*EXERCISE AIM*. Only the lines from the one containing "Expected: a marker on each instance of the weathered" through the end of the material are to be echoed, each exactly as it appears.

((

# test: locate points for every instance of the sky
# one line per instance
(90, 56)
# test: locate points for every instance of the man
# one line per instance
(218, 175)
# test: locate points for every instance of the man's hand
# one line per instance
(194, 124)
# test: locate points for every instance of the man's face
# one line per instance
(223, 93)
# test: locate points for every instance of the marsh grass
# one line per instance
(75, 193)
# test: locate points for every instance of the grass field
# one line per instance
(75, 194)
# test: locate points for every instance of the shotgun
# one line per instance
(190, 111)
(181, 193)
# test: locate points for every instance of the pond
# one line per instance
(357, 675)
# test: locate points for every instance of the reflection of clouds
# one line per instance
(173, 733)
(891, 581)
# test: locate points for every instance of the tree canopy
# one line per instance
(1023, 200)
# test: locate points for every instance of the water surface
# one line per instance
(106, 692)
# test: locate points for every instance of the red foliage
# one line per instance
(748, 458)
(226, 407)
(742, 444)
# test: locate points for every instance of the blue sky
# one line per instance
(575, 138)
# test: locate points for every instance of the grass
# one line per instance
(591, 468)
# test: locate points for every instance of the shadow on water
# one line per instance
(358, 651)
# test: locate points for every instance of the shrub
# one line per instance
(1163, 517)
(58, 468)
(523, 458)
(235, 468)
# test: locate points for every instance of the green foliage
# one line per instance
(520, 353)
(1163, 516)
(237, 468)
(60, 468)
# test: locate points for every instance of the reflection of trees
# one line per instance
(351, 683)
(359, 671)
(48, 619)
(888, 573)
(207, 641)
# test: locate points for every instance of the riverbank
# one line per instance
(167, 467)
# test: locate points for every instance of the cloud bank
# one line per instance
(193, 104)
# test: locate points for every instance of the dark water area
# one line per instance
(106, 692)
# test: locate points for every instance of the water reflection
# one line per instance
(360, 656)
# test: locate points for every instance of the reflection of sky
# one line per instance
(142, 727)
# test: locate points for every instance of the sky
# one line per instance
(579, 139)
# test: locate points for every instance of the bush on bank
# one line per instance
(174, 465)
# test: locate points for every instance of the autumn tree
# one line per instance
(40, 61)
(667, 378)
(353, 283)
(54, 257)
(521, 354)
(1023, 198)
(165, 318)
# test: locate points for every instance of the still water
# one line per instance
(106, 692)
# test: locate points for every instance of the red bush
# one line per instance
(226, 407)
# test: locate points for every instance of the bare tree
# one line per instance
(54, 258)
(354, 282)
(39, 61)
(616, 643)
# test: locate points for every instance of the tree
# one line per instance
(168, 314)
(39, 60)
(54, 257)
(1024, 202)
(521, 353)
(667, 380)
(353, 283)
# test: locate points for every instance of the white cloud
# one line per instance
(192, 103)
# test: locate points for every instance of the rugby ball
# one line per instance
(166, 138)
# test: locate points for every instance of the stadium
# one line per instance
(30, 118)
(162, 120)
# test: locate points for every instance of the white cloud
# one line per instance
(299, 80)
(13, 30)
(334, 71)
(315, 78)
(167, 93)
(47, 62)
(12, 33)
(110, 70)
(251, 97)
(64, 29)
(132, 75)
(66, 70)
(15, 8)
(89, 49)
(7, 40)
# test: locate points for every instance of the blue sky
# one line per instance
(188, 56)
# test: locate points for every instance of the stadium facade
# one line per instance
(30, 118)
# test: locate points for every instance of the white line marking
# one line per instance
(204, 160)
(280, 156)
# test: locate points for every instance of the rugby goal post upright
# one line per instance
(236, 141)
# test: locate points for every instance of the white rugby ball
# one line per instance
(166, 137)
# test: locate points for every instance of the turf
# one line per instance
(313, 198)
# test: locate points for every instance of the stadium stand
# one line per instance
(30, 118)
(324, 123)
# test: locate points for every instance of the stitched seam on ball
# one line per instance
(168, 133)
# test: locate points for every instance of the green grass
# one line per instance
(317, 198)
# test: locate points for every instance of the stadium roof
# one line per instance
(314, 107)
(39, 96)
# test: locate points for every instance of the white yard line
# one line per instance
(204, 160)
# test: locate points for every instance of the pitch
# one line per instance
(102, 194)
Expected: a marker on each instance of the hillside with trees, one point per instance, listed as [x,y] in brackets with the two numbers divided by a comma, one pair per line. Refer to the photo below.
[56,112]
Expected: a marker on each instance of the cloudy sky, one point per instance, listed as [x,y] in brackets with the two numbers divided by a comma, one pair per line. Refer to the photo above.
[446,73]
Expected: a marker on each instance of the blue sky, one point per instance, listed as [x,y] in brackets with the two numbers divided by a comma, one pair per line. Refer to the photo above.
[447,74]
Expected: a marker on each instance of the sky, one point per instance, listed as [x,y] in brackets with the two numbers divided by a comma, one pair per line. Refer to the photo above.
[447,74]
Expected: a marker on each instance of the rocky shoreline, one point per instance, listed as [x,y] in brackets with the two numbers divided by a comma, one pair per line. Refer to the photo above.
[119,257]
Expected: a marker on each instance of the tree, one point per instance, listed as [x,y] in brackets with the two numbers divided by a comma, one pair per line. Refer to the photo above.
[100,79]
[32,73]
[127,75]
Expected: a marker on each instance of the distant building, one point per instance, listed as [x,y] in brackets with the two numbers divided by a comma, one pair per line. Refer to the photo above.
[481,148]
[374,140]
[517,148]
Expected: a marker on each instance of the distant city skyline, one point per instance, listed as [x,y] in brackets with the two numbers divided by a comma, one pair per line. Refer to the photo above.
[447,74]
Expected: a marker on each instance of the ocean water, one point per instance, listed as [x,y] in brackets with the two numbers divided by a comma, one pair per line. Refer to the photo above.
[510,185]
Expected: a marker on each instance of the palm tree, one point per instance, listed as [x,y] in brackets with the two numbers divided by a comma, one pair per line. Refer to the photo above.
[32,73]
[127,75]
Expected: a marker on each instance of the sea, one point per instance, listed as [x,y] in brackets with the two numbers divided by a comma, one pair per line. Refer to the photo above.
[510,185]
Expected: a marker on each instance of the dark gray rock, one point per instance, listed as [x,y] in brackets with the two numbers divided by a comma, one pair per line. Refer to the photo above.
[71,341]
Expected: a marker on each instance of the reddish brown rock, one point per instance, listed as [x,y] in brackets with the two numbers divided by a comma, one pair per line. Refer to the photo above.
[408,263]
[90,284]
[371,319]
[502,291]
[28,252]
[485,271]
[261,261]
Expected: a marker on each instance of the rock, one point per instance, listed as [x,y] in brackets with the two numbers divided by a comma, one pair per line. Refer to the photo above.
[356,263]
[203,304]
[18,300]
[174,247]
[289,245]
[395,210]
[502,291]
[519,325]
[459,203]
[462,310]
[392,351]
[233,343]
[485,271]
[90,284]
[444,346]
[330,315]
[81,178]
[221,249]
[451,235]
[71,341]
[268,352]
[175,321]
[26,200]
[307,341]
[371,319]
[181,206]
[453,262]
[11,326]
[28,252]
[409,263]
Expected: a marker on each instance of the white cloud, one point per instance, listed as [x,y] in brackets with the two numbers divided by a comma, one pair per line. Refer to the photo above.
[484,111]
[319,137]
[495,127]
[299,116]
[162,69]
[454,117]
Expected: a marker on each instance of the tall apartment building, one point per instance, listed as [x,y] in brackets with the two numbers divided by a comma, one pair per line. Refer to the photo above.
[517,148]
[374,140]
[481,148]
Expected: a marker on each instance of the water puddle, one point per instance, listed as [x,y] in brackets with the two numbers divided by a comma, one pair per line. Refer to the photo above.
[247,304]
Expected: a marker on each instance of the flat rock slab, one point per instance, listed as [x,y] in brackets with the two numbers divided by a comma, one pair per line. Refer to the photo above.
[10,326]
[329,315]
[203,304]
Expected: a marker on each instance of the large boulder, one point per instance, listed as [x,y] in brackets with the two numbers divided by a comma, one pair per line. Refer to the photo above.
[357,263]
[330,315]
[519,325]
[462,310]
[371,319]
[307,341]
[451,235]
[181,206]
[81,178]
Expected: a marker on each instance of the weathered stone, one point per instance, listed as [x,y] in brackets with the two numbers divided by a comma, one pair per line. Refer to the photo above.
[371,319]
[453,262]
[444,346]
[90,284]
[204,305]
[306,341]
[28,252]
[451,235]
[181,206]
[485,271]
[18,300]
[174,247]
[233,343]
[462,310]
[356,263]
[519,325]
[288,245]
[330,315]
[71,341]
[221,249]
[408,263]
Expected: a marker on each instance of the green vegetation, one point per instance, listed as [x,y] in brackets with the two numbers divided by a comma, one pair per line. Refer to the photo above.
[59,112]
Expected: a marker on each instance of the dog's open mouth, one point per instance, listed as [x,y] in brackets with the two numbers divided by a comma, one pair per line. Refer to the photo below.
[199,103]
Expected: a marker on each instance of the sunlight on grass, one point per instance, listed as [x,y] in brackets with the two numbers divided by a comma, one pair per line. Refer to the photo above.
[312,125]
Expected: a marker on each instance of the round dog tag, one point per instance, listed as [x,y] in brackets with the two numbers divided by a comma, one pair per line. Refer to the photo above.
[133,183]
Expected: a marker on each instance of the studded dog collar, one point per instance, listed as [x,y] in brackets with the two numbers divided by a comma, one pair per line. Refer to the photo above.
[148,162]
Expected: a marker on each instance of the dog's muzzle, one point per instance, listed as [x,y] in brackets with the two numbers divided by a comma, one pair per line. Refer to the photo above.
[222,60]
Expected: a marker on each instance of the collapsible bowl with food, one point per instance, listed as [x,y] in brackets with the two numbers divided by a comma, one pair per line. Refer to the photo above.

))

*OUTPUT FOR THIS TASK*.
Expected: a marker on each instance of the weathered stone, one point per instance, listed as [x,y] in brackets with the two numbers divided by a comma, one pair per line. Refer to the photo above.
[371,319]
[453,262]
[444,346]
[90,284]
[204,305]
[306,341]
[28,252]
[451,235]
[181,206]
[485,271]
[18,300]
[174,247]
[233,343]
[462,310]
[356,263]
[519,325]
[288,245]
[330,315]
[71,341]
[221,249]
[408,263]
Expected: a marker on each instance of the green vegetation, one point per instance, listed as [x,y] in brackets with the two numbers divided by a comma, one pair per line. Refer to the photo above.
[59,112]
Expected: a marker on each instance of the dog's open mouth, one point per instance, listed as [x,y] in brackets with the two numbers divided by a comma, one pair per line. Refer to the photo below.
[199,103]
Expected: a marker on each instance of the sunlight on grass, one point per instance, listed as [x,y] in brackets with the two numbers divided by a comma, one pair per line. Refer to the photo above.
[312,125]
Expected: a marker on each instance of the round dog tag, one point per instance, listed as [x,y] in brackets with the two numbers divided by a comma, one pair per line. Refer to the photo above.
[133,183]
Expected: a marker on each instance of the studded dog collar, one point per instance, listed as [x,y] in brackets with the two numbers divided by a comma, one pair per line. Refer to the photo above.
[148,162]
Expected: a marker on each instance of the dog's muzzle, one point per instance, listed as [x,y] in brackets with the two numbers divided by a comma, one pair per line. Refer to the photo above.
[222,60]
Expected: a marker on each instance of the collapsible bowl with food, one point per instance, listed as [x,y] in brackets with the two numbers divided by a comma, one pair per line. Refer to the photo above.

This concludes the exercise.